- What to work on
Extract each line of the data and write it out again exactly.

---------- Data supplied

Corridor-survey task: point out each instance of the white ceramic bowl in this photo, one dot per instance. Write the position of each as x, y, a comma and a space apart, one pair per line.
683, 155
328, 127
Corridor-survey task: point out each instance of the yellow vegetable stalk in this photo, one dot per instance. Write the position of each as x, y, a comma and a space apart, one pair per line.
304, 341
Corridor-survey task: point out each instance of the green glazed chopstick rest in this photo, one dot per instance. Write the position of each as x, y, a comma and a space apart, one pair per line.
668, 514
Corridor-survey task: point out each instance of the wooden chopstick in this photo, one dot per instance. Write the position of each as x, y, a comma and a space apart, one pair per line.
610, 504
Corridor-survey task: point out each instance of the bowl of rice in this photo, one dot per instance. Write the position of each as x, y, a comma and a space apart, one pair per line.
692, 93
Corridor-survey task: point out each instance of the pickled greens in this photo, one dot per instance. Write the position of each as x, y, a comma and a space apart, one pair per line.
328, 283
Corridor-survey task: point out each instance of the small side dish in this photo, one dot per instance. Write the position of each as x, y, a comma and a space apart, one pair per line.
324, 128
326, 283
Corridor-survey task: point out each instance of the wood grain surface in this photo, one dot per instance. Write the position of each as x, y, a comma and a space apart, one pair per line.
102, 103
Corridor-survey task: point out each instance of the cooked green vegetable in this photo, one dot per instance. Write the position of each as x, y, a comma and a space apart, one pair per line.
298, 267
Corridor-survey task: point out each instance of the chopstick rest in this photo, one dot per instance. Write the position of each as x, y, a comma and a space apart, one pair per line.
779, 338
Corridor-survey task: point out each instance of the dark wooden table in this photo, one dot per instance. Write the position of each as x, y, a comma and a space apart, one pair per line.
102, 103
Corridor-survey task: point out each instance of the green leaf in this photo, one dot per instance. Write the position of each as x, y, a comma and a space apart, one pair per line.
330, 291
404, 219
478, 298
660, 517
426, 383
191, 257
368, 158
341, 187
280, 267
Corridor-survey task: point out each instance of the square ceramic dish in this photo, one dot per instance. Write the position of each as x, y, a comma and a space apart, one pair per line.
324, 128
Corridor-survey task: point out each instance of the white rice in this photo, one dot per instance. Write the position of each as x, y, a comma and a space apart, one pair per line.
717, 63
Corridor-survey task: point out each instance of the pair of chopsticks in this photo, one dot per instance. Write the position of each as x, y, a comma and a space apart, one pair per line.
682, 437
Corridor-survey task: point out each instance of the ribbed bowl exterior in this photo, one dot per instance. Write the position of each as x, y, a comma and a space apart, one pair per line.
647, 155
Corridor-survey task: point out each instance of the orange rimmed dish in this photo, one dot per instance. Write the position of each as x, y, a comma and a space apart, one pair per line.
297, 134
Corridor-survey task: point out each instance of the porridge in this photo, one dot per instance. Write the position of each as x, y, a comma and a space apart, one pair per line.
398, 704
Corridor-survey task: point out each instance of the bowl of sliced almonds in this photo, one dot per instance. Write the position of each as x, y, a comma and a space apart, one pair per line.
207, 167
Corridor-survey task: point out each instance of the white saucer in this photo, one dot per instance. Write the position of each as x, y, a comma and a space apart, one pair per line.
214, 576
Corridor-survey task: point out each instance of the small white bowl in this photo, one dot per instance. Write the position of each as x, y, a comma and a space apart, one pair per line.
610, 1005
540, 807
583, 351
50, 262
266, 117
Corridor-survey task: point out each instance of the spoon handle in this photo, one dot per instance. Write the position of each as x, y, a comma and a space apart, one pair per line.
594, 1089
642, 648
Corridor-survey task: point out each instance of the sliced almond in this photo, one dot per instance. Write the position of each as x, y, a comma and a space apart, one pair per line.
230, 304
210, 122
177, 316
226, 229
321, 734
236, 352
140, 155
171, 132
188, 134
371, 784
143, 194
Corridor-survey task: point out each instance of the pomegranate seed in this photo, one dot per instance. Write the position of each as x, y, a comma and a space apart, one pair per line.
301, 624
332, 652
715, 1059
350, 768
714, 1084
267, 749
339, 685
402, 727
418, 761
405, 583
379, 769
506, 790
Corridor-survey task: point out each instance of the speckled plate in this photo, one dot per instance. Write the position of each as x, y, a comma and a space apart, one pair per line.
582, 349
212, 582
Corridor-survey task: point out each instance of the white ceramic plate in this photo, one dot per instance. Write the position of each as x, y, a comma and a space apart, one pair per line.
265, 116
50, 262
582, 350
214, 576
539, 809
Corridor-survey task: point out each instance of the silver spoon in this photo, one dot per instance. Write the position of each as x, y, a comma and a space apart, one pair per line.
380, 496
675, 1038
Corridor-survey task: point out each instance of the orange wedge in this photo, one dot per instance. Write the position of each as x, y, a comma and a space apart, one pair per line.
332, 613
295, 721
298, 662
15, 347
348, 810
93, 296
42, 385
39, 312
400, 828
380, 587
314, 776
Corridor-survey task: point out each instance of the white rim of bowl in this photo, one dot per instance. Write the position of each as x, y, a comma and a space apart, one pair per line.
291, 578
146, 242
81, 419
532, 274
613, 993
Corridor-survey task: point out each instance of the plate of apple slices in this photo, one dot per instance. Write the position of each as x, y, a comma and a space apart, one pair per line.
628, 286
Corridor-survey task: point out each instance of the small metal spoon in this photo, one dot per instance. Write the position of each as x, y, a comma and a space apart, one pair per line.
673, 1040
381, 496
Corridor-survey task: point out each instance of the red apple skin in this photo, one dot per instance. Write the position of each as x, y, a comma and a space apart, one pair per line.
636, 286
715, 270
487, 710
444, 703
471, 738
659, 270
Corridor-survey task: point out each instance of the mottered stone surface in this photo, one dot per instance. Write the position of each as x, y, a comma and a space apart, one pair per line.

--------------------

- Exercise result
Corridor-survey task: point out each instance of the white ceramic bowl in this photo, one dot per instance. Write the position of each as x, y, a comma and a space apart, one pair per line.
683, 155
328, 127
Corridor-survey task: point out each instance of the yellow vegetable stalk in this photo, one dot per instance. Write the position of each as x, y, a comma and a space apart, one pair per line.
304, 341
Corridor-survey task: point out each instance of the green glazed chopstick rest in this photo, one dot per instance. Write the position of each as x, y, a comma and a space apart, one pair per line.
668, 514
Corridor-survey task: point out each instance of the wooden chopstick in this photo, one dot per instance. Write the position of each as x, y, a comma and a space apart, one pair per line.
610, 504
Corridor-survey task: point out each instance of the bowl of rice in this photo, one dot per instance. Write the position of each as x, y, a comma and a space apart, one pair per line.
692, 93
Corridor-survey task: point out each instance of the pickled greens in this photo, one dot per instance. Write the position of each as x, y, a comma and a space apart, one pair per line.
328, 283
Corridor-survey task: point out each instance of the small side dish in this photo, one dot per instance. Write the position of each as x, y, a comma and a space apart, one pair per line.
324, 128
326, 283
Corridor-survey task: point out each instance of the wood grain surface in this photo, one dot per instance. Write the position of each as x, y, a comma and a space apart, one pair per line.
102, 103
Corridor-survey task: point out each instance of the cooked green vegetable in this photo, one dot per instance. Write the position of each as x, y, a comma and a space apart, one pair per line.
298, 267
Corridor-survey task: point out each instance of the chopstick rest in this photo, one dot per instance. Write the position of each as x, y, a comma and a space apart, one pair per line.
779, 338
Corridor-survey task: point out each instance of the dark wooden table in this photo, one dot per instance. Write the position of each as x, y, a comma and a space apart, one pair per line.
102, 103
Corridor-survey task: point out each instance of the green leaf in this photo, one dot per instance. Write the position of each as x, y, a comma and a space apart, one pair per line.
330, 291
404, 219
478, 298
660, 517
426, 383
191, 257
368, 158
341, 187
280, 267
Corridor-survey task: point out each instance of the square ceramic dish in this photo, one dot per instance. Write the position of each as x, y, a comma and a space apart, one pair per line.
324, 128
Corridor-survey task: point out each instance of the white rice in this photo, one dot per instance. Write the position of each as x, y, a comma and a space apart, one pair per line.
717, 63
Corridor-survey task: point out each instance of the pair of chopsticks in this photo, one dot per instance. Write the position of each as x, y, a comma and a space apart, one pair per line.
682, 437
Corridor-survey task: point out each instance of the ribbed bowl exterior in this photo, one dot per instance. Write the position of each as x, y, a comma and a space apart, one pair per line.
647, 155
Corridor-survey task: point out each instance of the orange rimmed dish in this photo, one dot per instance. Write the position of each as x, y, a comma and a space apart, one pair per line.
297, 134
Corridor-survey task: point out each instance of the porridge in this photo, one dot per instance. Write the position of each as x, y, a comma and a space apart, one pair per line.
398, 704
Corridor-survey task: point out each instance of the bowl of sliced almonds in this photo, one dot per instance. Write the position of each as x, y, a comma and a space apart, one pair per line.
207, 167
Corridor-survey task: point out each instance of the white saucer in this photo, one dot per instance. Write the position of each as x, y, a comma and a space apart, one pair per line.
214, 576
Corridor-survey task: point out each instance of the small white bowl in this photo, one dot per instance. Write the position of each as x, y, a comma and a space apart, one pair per line.
610, 1005
540, 807
583, 351
50, 262
266, 117
Corridor-survey task: point out each instance of the spoon handle in this photo, one dot per instance. Write the position of each as x, y, a comma and a space apart, one pair per line.
594, 1089
642, 648
Corridor-survey task: point out each instance of the sliced almond in this photo, one dot per instance. Write the position of each as x, y, a comma and a space apart, one pair per line.
230, 304
210, 122
177, 316
226, 229
321, 734
236, 352
140, 155
171, 132
188, 134
371, 784
143, 194
Corridor-survey task: point out each instance of the pomegranate seed in this photo, one dot per instance. Write the position of each as x, y, a comma and a space apart, one pair per line.
301, 624
332, 652
715, 1059
350, 768
714, 1084
267, 749
339, 685
402, 727
418, 761
405, 583
379, 769
506, 790
Corridor-survey task: point out each instance of the speckled plate in this photo, one dot per instance. Write the position of each as x, y, a comma and a space apart, one pair per line.
582, 349
212, 582
Corridor-survey task: point out each instance of the white ceramic plate in this photo, one dot per instance. Write the position of each as x, y, a comma and a space apart, one pair per line.
265, 116
50, 262
582, 350
214, 576
539, 809
Corridor-survey task: point out each instance of the silver spoon in this photo, one dot per instance. Write the position of each as x, y, a comma and a space apart, one pair per line.
380, 496
675, 1038
Corridor-survey task: point out each instance of the orange wedge in this photo, one dot per instance. Write the position of each as x, y, a comma and a space apart, one pair per line.
332, 613
295, 721
298, 662
15, 347
348, 810
93, 296
42, 385
39, 312
400, 828
380, 587
314, 776
Corridor-survey task: point out each instance of the white rim of bowl in this photo, one dot per instance. Write the position of each as x, y, a comma and a space apart, one pair per line.
291, 578
146, 242
81, 419
532, 274
613, 993
Corridor-survey task: point out each instance of the plate of apple slices in this photo, one dot per instance. Write the position of each as x, y, a comma and a space apart, one pair per line.
628, 286
Corridor-survey task: point out each instance of the small metal spoon in this photo, one dot per instance. Write the position of each as x, y, a comma and a space apart, one pair per line.
673, 1040
381, 496
Corridor-survey task: point out each instance of the red apple skin in this photo, one dot per instance. Write the position of each as x, y, a comma and a space apart, one pair per line.
636, 286
715, 270
487, 710
444, 703
471, 738
659, 270
Corridor-survey task: point out each instance of the mottered stone surface in this photo, one dot per instance. Write the position of each as x, y, a comma and a space apart, one pair per line.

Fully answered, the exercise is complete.